- _EXERCICE 1_
D'après le passage, quel montant de TICPE sur les huiles noires la société ne remet-elle plus en cause en appel ?

- _PASSAGE_
La SA SIAP considère que les déchets HPCI ne peuvent être considérés comme avoir eu une utilisation de combustible.

Elle fait valoir en substance que la réglementation distingue deux phases : la phase de démarrage et la phase de fonctionnement normal du four atteignant, la température de 850°, que la TICPE s’applique sur tous les produits, y compris les déchets, introduits en phase de démarrage et de maintien en température mais ne concerne pas les déchets incinérés pour destruction, c’est-à-dire introduits pendant l’utilisation normale de l’installation.

En appel, la société ne remet plus en cause la taxation à la TICPE sur les huiles noires à hauteur de 54 075 euros, faute de données probantes relatives aux quantités d’huiles noires réellement utilisées

lors des phases de démarrage ou de maintien en température. En revanche, elle conteste être redevable de la TCIPE pour les déchets HPCI qui ne peuvent être utilisés comme combustibles.

- _EXTRAITS DE DONNÉES_
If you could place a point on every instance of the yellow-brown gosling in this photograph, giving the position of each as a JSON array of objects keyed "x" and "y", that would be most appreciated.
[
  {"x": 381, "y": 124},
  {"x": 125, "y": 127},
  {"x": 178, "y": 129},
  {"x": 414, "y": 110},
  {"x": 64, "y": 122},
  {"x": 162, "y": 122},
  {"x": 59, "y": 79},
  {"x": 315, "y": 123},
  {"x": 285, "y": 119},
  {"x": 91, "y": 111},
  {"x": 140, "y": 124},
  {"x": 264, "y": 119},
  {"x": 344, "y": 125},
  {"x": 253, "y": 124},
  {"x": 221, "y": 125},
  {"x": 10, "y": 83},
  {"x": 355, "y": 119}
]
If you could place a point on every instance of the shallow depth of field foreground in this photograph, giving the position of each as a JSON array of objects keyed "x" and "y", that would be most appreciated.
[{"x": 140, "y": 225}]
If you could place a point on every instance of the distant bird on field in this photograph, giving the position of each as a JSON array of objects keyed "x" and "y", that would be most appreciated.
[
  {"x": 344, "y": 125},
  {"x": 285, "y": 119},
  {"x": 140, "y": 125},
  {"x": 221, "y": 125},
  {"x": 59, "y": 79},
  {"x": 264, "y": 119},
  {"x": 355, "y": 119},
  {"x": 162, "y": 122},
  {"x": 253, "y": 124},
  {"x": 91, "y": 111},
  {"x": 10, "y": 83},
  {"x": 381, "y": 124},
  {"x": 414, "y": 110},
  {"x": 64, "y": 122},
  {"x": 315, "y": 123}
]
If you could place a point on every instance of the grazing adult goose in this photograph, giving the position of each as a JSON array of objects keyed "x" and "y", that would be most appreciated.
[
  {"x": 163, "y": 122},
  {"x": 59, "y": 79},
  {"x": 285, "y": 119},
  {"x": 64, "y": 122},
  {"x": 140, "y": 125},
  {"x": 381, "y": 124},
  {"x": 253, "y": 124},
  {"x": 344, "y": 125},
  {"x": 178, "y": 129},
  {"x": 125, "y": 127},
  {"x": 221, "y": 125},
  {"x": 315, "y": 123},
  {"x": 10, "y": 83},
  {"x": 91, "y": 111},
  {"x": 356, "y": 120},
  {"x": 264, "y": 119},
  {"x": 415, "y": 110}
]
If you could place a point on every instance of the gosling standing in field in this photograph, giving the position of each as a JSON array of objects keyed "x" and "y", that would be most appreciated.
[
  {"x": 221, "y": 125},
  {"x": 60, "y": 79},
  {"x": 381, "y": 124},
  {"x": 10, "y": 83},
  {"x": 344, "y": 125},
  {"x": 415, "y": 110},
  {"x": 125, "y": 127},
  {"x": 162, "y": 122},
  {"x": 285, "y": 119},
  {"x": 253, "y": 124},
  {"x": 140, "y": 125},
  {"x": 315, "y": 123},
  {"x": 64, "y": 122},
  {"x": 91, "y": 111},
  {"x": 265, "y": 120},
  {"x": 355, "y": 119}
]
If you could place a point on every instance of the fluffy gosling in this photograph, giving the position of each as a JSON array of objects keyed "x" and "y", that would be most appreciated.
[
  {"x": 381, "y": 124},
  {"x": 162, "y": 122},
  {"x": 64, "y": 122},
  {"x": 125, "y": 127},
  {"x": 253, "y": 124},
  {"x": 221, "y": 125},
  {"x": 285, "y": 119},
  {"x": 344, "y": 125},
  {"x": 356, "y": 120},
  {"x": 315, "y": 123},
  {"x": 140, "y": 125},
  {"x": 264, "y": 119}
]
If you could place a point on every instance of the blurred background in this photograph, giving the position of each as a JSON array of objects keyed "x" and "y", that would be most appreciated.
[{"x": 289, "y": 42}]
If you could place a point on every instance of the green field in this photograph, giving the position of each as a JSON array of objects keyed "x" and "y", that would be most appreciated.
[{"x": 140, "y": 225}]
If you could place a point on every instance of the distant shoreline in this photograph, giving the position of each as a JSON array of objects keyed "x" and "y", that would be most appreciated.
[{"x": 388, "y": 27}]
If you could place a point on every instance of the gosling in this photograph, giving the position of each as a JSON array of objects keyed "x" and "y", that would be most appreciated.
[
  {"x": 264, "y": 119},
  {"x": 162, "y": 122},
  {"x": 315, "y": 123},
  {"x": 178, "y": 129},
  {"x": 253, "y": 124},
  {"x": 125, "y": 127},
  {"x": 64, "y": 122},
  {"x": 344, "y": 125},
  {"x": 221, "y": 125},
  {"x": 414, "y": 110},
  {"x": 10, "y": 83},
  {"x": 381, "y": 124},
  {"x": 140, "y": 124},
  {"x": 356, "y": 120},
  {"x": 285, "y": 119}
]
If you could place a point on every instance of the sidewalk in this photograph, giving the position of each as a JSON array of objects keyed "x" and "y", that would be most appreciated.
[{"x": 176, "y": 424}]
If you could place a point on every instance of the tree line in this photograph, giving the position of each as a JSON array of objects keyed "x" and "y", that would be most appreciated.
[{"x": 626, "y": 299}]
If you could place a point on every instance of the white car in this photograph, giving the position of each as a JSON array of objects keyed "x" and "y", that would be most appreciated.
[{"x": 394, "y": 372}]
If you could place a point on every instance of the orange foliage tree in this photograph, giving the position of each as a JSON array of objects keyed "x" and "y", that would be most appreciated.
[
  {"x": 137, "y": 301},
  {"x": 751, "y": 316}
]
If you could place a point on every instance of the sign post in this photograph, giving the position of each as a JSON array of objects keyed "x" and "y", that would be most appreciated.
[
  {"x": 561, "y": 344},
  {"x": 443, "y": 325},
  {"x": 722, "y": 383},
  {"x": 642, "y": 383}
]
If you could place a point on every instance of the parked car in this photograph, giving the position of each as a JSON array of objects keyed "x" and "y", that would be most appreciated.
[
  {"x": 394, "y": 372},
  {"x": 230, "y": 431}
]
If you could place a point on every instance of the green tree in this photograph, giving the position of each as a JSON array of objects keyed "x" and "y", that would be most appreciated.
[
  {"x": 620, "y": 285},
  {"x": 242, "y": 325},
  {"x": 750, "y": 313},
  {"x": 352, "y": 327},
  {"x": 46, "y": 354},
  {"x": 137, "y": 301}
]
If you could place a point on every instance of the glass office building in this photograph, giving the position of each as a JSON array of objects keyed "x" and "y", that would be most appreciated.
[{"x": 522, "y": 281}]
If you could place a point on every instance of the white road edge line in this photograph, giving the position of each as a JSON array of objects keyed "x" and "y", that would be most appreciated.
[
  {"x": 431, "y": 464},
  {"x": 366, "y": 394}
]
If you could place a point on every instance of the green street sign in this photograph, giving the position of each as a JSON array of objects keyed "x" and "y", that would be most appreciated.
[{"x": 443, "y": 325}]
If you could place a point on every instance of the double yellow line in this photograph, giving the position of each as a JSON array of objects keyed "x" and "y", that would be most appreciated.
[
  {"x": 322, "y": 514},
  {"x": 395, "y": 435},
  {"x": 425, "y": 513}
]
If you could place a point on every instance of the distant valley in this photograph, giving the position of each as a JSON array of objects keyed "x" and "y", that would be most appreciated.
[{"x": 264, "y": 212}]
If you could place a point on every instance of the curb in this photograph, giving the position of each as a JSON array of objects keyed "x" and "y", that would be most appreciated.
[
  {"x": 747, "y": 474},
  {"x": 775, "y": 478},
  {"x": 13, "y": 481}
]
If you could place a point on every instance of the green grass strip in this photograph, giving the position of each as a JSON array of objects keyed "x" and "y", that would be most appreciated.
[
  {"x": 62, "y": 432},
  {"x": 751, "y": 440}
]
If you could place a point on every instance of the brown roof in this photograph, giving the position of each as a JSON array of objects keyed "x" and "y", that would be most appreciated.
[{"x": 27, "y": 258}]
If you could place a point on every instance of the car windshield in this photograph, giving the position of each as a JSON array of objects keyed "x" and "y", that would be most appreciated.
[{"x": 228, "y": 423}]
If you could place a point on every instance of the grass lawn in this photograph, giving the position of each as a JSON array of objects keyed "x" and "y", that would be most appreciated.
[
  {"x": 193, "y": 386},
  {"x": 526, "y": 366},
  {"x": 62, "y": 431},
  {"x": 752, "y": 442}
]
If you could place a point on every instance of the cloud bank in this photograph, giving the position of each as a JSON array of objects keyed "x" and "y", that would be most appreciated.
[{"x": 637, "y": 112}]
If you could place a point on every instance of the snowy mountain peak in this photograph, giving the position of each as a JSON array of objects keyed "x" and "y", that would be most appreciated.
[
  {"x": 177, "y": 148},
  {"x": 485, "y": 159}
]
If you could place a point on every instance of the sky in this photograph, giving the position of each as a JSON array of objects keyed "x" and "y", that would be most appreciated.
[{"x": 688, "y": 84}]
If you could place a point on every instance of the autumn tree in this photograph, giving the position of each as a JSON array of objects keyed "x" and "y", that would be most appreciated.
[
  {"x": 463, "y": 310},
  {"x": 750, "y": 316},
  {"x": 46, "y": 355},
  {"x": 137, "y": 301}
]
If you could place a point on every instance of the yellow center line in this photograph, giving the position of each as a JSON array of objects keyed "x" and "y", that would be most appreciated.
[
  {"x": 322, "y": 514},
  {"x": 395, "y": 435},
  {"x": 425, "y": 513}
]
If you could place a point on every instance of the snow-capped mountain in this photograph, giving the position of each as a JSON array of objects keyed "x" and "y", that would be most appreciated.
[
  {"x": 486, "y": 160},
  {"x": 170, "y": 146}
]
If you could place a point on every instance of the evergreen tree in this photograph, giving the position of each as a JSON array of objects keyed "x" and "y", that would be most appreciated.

- _EXERCICE 2_
Recopiez à l'identique les lignes des enregistrements, de celle qui contient « of the snow-capped » jusqu'à la fin des enregistrements, bornes incluses.

- _RÉPONSE ATTENDUE 1_
54 075 euros.

- _RÉPONSE ATTENDUE 2_
If you could place a point on every instance of the snow-capped mountain in this photograph, giving the position of each as a JSON array of objects keyed "x" and "y", that would be most appreciated.
[
  {"x": 486, "y": 160},
  {"x": 170, "y": 146}
]
If you could place a point on every instance of the evergreen tree in this photograph, giving the position of each as a JSON array of objects keyed "x" and "y", that would be most appreciated.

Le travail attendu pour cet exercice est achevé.